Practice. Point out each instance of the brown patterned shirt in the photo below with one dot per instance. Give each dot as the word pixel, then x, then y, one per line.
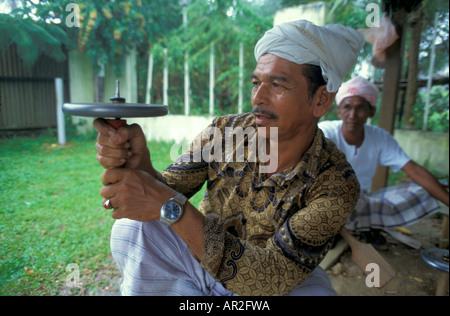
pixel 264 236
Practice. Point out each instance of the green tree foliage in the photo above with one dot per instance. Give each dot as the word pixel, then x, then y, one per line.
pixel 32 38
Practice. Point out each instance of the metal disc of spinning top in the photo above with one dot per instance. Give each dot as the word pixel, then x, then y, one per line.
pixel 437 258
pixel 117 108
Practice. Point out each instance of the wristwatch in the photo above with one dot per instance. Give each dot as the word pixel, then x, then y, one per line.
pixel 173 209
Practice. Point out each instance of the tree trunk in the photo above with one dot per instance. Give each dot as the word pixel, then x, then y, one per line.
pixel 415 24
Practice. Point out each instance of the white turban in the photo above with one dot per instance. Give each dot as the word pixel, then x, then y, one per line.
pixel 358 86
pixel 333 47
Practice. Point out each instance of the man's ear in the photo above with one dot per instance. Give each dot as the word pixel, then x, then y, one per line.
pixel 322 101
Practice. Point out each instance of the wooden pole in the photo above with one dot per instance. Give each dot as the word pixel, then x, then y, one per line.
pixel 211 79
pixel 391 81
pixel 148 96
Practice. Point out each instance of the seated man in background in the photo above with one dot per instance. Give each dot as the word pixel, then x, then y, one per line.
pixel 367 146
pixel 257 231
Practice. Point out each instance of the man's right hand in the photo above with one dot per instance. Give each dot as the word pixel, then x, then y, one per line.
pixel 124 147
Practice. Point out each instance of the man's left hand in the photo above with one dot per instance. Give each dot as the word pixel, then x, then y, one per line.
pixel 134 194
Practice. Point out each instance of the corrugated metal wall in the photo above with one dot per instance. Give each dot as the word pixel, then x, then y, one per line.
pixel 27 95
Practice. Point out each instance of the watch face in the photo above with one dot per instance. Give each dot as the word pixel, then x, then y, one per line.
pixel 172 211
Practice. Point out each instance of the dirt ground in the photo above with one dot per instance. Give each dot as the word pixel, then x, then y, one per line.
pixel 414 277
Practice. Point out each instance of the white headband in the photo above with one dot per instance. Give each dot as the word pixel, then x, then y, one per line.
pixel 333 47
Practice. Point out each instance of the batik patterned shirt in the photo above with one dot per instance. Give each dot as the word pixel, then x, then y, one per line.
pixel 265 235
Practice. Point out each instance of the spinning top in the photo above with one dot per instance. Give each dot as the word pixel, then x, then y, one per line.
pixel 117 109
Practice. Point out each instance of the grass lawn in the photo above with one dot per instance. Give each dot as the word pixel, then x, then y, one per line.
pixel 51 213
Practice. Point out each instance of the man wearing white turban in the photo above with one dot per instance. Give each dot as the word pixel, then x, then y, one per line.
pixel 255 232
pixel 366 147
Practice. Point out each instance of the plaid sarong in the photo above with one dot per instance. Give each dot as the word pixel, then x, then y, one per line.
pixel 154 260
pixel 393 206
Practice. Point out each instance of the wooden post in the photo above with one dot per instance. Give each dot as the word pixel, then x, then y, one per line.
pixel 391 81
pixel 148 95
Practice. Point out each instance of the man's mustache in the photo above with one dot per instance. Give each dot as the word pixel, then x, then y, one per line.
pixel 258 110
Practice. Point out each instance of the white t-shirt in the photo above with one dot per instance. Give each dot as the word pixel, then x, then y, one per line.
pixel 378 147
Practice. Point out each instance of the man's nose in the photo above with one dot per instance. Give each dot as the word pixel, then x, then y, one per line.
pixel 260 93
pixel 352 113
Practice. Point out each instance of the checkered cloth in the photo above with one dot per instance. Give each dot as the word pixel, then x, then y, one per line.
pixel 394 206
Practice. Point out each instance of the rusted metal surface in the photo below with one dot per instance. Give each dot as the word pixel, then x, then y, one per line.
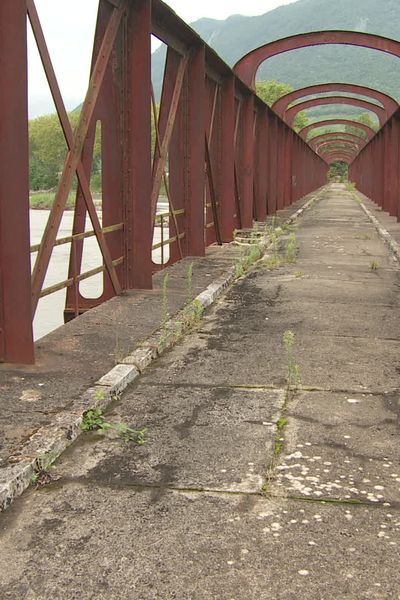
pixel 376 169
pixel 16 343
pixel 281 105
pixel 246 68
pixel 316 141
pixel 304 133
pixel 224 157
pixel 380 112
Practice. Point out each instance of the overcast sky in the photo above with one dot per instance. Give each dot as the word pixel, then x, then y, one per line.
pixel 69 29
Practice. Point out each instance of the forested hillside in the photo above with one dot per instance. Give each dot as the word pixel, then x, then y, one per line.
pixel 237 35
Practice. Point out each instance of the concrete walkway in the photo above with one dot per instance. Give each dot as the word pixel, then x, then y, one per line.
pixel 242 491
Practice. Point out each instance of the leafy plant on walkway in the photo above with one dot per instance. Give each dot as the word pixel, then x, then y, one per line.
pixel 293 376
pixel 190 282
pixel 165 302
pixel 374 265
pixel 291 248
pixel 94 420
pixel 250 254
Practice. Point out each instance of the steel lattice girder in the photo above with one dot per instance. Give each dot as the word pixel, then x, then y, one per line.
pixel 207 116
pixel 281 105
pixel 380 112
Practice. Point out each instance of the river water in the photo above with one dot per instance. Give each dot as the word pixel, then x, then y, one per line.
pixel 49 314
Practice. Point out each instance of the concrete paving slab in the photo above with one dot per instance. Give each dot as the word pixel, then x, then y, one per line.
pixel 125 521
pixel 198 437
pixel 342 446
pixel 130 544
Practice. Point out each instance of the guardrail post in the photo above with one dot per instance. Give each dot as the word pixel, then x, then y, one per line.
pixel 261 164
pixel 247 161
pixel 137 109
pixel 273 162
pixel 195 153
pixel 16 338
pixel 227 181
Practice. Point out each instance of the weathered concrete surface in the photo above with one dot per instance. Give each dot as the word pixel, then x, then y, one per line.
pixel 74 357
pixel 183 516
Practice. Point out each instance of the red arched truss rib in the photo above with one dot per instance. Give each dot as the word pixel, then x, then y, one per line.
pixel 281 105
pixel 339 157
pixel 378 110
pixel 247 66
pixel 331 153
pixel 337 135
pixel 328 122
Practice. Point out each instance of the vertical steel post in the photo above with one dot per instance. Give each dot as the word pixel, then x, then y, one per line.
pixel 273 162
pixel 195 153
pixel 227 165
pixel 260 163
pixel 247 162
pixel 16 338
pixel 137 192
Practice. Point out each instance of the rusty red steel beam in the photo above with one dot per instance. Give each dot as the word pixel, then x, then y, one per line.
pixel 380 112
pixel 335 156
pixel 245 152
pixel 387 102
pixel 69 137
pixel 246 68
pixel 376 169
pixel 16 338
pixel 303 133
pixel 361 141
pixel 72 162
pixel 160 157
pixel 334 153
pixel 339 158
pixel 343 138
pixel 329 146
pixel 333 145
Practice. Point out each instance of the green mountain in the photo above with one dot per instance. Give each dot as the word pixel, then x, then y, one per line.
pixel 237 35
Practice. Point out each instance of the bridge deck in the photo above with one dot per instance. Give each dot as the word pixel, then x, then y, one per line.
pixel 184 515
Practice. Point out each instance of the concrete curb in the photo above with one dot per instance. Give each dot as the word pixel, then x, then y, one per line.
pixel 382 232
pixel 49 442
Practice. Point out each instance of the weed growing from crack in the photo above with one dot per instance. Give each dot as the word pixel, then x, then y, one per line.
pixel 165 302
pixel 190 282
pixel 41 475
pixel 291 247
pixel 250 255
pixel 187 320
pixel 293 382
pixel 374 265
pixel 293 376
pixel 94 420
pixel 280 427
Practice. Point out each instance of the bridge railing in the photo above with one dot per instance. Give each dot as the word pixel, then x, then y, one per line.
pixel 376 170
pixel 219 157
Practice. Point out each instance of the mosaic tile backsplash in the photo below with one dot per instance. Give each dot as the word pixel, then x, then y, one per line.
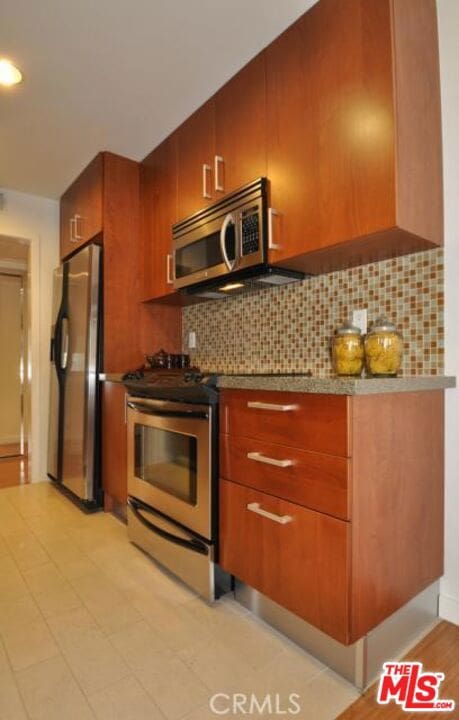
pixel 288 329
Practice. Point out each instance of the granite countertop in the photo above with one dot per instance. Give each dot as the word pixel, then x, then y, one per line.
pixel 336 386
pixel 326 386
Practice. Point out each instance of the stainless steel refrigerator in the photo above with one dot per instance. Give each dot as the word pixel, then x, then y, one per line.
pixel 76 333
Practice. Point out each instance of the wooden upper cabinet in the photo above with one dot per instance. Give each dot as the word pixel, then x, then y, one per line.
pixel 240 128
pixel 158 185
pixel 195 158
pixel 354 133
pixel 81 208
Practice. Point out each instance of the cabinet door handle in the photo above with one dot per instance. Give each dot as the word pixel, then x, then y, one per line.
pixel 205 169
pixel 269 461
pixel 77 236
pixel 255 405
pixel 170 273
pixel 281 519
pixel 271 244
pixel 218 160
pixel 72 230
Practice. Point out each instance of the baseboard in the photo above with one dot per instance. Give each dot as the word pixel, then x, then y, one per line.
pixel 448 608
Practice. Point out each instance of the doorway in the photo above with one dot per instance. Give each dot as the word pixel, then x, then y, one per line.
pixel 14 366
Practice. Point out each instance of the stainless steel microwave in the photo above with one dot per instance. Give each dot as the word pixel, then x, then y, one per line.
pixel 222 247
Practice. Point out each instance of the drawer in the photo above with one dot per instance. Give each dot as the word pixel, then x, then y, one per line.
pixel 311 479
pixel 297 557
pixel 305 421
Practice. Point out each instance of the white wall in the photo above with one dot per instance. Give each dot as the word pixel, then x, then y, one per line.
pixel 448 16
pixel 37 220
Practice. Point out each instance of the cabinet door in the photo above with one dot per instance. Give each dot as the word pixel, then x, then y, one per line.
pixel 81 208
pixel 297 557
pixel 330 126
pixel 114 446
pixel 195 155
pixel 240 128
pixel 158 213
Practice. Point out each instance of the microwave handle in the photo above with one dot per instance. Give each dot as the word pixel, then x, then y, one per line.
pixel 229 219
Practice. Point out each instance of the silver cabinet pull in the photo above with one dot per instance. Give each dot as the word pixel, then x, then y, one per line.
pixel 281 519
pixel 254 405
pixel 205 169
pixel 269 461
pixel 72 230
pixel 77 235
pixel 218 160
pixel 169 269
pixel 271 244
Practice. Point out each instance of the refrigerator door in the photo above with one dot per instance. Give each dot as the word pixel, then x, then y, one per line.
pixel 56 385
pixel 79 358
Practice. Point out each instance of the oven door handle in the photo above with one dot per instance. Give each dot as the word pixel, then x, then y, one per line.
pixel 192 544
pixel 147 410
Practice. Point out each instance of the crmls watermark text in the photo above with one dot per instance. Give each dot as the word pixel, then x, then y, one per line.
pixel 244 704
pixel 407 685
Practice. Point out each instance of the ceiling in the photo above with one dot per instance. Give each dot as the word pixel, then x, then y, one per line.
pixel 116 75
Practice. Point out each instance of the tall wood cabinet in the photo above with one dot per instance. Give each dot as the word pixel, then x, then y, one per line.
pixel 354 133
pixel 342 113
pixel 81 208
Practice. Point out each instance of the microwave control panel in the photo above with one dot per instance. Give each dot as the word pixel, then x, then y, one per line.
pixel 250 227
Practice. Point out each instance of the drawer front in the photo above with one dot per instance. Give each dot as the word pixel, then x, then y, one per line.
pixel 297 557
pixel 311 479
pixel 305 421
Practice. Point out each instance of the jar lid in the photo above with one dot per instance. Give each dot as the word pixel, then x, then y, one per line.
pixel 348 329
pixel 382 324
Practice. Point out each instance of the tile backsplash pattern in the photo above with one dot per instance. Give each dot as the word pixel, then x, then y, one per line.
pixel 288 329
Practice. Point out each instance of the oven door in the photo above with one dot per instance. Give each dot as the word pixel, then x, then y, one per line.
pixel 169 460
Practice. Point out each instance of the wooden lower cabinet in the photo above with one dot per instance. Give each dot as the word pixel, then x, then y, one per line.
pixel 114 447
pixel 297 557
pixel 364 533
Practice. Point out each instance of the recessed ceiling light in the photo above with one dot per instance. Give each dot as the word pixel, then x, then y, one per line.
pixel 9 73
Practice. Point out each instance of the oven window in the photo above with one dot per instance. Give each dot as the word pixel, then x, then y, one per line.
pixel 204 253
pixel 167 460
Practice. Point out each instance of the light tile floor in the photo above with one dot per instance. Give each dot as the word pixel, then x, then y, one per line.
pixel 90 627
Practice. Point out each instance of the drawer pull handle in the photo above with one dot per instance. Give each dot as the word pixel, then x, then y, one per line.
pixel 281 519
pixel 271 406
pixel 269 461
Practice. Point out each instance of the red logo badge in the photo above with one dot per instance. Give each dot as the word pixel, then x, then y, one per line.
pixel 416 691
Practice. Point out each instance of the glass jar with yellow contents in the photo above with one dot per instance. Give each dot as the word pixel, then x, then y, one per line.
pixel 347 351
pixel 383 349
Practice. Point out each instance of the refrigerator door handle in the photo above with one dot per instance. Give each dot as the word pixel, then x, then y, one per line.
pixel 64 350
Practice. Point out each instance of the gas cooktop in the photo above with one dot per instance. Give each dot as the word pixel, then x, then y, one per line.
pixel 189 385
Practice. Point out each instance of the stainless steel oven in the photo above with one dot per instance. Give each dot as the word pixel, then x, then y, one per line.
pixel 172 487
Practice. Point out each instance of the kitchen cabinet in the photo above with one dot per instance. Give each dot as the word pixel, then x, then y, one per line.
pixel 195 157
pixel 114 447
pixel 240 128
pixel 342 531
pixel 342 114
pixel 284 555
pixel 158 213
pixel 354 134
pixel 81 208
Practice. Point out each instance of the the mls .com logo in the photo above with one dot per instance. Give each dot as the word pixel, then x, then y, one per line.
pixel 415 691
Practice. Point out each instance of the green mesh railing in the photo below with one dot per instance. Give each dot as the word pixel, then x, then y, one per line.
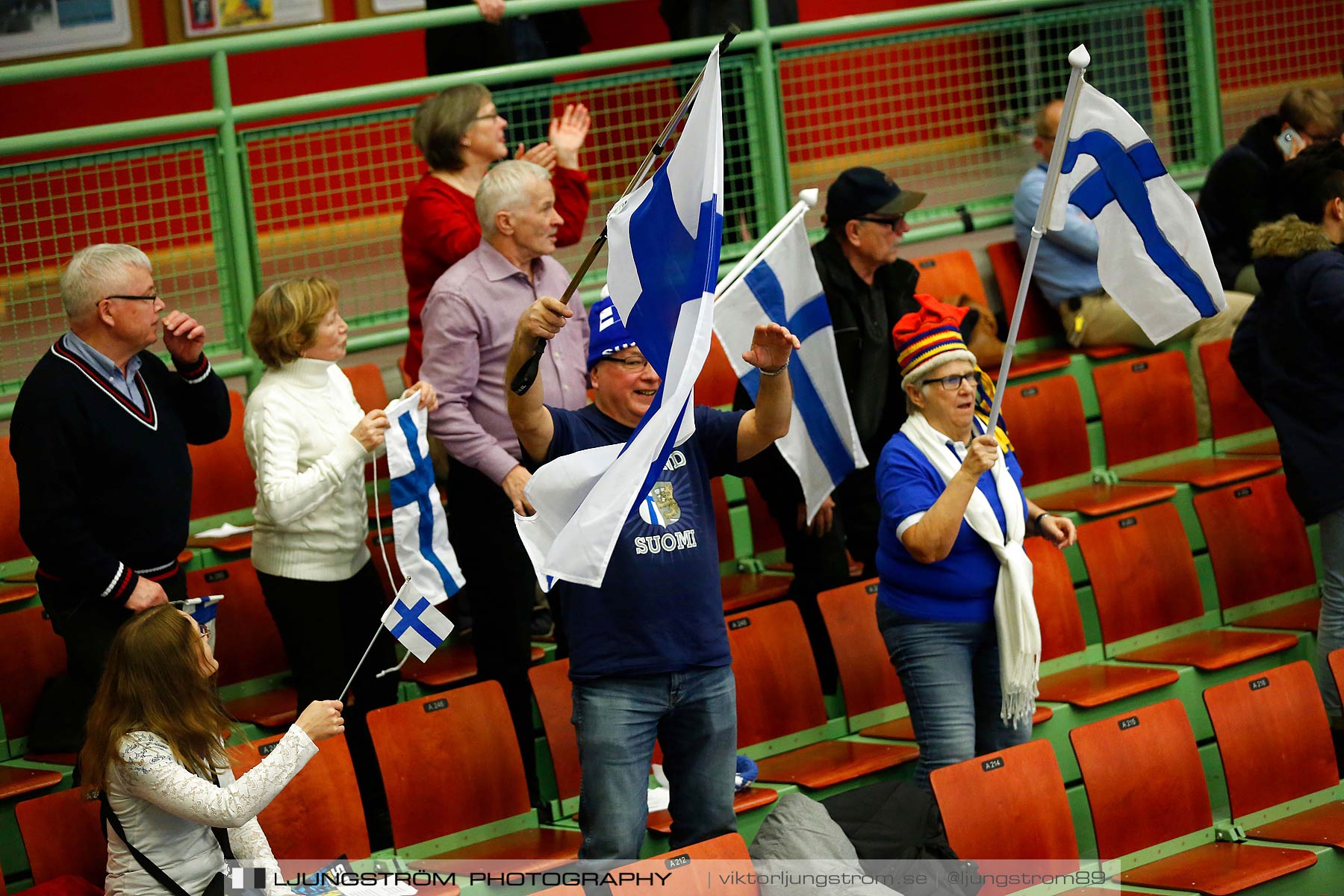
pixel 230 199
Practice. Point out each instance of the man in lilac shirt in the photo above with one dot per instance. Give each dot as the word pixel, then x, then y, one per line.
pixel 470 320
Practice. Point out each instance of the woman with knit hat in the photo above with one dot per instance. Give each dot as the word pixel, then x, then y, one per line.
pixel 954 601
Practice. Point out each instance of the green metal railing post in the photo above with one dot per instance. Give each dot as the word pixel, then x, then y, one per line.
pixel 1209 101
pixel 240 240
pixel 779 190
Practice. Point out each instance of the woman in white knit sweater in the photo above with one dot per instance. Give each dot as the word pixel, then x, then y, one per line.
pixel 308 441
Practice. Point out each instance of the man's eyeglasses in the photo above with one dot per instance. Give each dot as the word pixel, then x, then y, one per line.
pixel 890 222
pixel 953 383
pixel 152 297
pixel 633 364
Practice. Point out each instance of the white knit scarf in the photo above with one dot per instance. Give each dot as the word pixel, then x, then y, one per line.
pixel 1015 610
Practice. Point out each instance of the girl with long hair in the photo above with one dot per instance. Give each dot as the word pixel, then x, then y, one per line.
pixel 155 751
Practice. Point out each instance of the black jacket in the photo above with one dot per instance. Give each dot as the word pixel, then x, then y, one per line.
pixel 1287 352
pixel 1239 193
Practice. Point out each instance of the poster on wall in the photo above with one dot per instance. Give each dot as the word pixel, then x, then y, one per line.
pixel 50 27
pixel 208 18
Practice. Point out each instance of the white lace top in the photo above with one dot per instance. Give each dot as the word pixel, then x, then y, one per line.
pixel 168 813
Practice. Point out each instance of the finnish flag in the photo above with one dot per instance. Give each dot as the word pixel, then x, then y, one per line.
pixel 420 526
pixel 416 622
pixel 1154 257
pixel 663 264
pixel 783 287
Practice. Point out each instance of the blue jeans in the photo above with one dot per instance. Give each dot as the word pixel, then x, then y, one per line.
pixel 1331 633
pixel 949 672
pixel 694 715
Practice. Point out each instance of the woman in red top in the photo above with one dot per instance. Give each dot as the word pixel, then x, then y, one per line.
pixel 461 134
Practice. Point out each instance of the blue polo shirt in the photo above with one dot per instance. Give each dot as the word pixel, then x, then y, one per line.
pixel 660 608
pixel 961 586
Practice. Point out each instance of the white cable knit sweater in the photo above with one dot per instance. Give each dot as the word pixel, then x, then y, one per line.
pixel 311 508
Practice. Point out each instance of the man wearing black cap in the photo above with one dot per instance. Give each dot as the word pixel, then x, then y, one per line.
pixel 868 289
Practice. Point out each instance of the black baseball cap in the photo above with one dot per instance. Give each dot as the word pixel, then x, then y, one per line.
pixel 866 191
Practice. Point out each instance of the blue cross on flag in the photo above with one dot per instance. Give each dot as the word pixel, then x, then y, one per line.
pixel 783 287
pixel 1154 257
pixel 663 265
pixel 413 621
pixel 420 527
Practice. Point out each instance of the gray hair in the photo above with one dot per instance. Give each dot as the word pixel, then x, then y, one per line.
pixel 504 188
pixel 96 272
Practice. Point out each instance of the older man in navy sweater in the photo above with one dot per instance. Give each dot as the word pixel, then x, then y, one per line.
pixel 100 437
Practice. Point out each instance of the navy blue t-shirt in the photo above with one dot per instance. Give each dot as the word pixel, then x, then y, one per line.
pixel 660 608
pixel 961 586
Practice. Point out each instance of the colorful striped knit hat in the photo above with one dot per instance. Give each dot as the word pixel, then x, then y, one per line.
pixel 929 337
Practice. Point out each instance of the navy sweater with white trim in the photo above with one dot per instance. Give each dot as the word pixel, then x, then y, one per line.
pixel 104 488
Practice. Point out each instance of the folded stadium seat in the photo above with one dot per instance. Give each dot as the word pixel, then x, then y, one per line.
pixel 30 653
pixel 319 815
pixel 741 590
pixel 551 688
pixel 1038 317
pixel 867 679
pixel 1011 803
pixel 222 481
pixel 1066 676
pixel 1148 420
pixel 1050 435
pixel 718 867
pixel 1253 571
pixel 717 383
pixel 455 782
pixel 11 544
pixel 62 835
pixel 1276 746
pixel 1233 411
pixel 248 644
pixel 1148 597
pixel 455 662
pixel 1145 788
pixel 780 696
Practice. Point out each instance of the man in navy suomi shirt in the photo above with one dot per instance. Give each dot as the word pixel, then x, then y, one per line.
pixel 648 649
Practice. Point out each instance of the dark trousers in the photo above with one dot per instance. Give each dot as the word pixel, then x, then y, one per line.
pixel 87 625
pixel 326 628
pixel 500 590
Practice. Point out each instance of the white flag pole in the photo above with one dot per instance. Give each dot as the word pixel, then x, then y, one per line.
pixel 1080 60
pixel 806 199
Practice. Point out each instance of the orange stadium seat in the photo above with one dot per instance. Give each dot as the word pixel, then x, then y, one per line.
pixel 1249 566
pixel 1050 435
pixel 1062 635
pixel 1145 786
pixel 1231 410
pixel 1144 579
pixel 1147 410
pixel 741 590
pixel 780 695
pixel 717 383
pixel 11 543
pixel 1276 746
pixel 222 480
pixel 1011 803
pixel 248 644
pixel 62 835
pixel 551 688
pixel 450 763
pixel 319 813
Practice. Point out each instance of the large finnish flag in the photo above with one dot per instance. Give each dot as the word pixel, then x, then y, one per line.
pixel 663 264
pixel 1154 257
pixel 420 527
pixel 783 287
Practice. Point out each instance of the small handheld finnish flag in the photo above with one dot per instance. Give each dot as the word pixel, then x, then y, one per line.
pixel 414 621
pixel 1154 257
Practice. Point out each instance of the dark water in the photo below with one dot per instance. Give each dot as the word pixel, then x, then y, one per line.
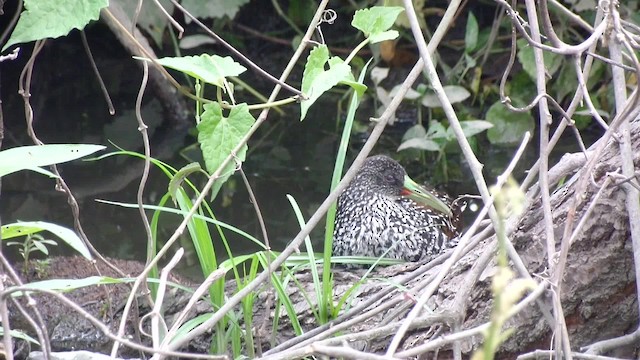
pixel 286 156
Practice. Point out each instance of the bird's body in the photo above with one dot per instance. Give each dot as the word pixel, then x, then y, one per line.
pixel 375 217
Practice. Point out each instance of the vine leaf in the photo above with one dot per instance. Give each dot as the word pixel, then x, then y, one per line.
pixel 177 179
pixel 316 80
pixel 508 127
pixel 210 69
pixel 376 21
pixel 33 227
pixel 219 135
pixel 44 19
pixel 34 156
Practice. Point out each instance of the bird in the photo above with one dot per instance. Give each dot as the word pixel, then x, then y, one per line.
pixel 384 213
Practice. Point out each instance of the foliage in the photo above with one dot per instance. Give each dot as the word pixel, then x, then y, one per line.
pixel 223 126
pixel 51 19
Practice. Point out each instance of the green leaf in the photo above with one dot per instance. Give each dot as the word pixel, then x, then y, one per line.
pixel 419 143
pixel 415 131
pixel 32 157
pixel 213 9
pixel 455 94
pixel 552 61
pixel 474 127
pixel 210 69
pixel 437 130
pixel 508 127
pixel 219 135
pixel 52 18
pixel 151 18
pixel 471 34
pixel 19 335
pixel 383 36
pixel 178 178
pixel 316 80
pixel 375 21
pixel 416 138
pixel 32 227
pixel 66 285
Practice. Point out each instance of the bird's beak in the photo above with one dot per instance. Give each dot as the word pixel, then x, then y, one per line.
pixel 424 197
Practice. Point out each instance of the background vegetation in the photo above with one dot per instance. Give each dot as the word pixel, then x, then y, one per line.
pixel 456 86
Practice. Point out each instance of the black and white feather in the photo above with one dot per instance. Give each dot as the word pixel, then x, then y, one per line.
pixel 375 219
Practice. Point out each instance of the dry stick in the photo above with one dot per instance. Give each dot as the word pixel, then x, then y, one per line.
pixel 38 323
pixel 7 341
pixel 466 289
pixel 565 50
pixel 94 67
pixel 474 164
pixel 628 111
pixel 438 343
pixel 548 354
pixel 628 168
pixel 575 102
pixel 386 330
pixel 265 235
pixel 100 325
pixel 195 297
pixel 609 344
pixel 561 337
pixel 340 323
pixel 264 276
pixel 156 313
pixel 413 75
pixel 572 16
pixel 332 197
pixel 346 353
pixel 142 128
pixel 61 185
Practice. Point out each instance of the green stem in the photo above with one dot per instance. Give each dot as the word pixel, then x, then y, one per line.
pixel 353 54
···
• Task requirements: From the line holding "Practice. Point out each instance of the foliage" to the last line of the records, quote each line exactly and add nothing.

• Result below:
Practice. Point out each instance of the foliage in the photo above with one dot per instance. Give each dot as the word pixel, then x, then y, one per line.
pixel 223 126
pixel 51 19
Practice. Point out each instance of the green leaf in the photo above with one dot per instance. Give each dot as the word pixel, then x, then y, one per line.
pixel 419 143
pixel 415 131
pixel 32 157
pixel 213 9
pixel 455 94
pixel 552 61
pixel 474 127
pixel 210 69
pixel 437 130
pixel 508 127
pixel 219 135
pixel 52 18
pixel 151 18
pixel 471 34
pixel 19 335
pixel 383 36
pixel 178 178
pixel 316 80
pixel 375 21
pixel 416 138
pixel 32 227
pixel 66 285
Practice. Point out each instance of the bird's beak in the photo above with one dot per instance. Give each dot as the word pixel, then x, then y, one per line.
pixel 424 197
Practice. Point out each instance of the background vegetation in the photo above with one dot per instance. Give each dot as the word pixel, then x, then y, one per line.
pixel 456 86
Practice. Point out each instance of the black and white feather in the photo above with one dot per instance. Give each dot as the word pixel, then x, then y, one per line.
pixel 375 219
Practice. Point out each instance of the dry stick in the photo above with one dot per instance. Give each dot as the word pixel, then x, then y, one per line.
pixel 38 323
pixel 7 341
pixel 466 289
pixel 565 50
pixel 94 67
pixel 474 164
pixel 628 111
pixel 438 343
pixel 548 354
pixel 628 168
pixel 575 102
pixel 386 330
pixel 265 235
pixel 100 325
pixel 195 297
pixel 609 344
pixel 561 337
pixel 340 323
pixel 264 276
pixel 156 313
pixel 413 75
pixel 572 16
pixel 332 197
pixel 346 353
pixel 142 128
pixel 61 185
Practice. Point out each instance of the green stem in the photo above with one dot per instance. Give each dot as the word pixel, then x, then y, one per line.
pixel 353 54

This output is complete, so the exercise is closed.